## start EXTRACTED DATA
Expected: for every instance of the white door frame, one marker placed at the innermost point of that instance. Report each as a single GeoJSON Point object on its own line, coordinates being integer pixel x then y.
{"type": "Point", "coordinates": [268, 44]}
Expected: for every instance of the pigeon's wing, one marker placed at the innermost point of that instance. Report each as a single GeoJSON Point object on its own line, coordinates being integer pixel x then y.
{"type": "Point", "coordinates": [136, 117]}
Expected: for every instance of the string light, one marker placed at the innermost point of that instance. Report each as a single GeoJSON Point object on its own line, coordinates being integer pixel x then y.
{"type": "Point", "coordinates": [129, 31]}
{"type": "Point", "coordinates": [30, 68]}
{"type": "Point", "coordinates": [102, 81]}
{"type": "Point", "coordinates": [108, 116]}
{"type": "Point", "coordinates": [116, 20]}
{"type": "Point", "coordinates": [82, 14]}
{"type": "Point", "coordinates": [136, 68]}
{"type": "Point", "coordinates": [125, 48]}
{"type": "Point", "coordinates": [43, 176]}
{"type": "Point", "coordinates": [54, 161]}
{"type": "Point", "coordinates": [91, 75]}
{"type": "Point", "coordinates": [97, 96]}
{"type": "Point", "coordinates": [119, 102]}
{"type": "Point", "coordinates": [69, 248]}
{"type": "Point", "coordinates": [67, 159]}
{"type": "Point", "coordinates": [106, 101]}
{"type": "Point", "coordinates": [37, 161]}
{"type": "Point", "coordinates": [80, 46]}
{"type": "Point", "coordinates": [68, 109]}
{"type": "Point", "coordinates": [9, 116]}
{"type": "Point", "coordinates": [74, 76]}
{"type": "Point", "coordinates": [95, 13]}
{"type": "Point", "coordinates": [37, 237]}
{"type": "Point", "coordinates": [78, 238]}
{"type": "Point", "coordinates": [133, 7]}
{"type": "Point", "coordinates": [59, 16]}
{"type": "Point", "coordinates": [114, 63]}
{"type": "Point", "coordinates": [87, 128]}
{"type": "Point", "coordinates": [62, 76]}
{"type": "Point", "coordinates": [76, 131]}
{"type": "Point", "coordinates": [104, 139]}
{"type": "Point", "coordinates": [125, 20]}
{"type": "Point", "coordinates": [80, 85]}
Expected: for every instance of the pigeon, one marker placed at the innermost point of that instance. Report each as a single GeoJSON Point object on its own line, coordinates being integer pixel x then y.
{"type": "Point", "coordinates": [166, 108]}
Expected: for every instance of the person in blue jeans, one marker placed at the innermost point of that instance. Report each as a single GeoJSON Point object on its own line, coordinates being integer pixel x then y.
## end EXTRACTED DATA
→ **REQUIRED WORK**: Please repeat all the records above exactly as they appear.

→ **FINISHED TASK**:
Expected: for every instance of the white door frame, one marker placed at the innermost point of that instance. Report each as a single GeoJSON Point object on its own line, coordinates being integer pixel x then y.
{"type": "Point", "coordinates": [268, 44]}
Expected: for every instance of the pigeon's wing, one marker placed at the innermost point of that instance. Report each as a single GeoJSON Point object on its own line, coordinates being integer pixel x then y.
{"type": "Point", "coordinates": [136, 117]}
Expected: for every instance of the string light, one marker placed at the innermost point of that instance. Report each as a single GeoJSON Point object on its own line, coordinates being integer pixel x then y.
{"type": "Point", "coordinates": [129, 31]}
{"type": "Point", "coordinates": [30, 68]}
{"type": "Point", "coordinates": [102, 81]}
{"type": "Point", "coordinates": [108, 116]}
{"type": "Point", "coordinates": [116, 20]}
{"type": "Point", "coordinates": [82, 14]}
{"type": "Point", "coordinates": [136, 68]}
{"type": "Point", "coordinates": [125, 48]}
{"type": "Point", "coordinates": [43, 176]}
{"type": "Point", "coordinates": [54, 161]}
{"type": "Point", "coordinates": [91, 75]}
{"type": "Point", "coordinates": [97, 96]}
{"type": "Point", "coordinates": [119, 102]}
{"type": "Point", "coordinates": [69, 248]}
{"type": "Point", "coordinates": [67, 159]}
{"type": "Point", "coordinates": [106, 101]}
{"type": "Point", "coordinates": [37, 161]}
{"type": "Point", "coordinates": [80, 46]}
{"type": "Point", "coordinates": [68, 109]}
{"type": "Point", "coordinates": [9, 116]}
{"type": "Point", "coordinates": [74, 76]}
{"type": "Point", "coordinates": [95, 13]}
{"type": "Point", "coordinates": [37, 237]}
{"type": "Point", "coordinates": [78, 238]}
{"type": "Point", "coordinates": [133, 7]}
{"type": "Point", "coordinates": [59, 16]}
{"type": "Point", "coordinates": [114, 63]}
{"type": "Point", "coordinates": [87, 128]}
{"type": "Point", "coordinates": [62, 76]}
{"type": "Point", "coordinates": [76, 131]}
{"type": "Point", "coordinates": [104, 139]}
{"type": "Point", "coordinates": [125, 20]}
{"type": "Point", "coordinates": [80, 85]}
Expected: for every instance of the pigeon, one marker placed at the innermost point of that instance. Report each as a single GeoJSON Point object on its own line, coordinates being integer pixel x then y.
{"type": "Point", "coordinates": [166, 108]}
Expected: for every instance of the person in blue jeans, one marker placed at the innermost point of that instance. Report each as a single GeoJSON Point object on its own line, coordinates being integer pixel x then y.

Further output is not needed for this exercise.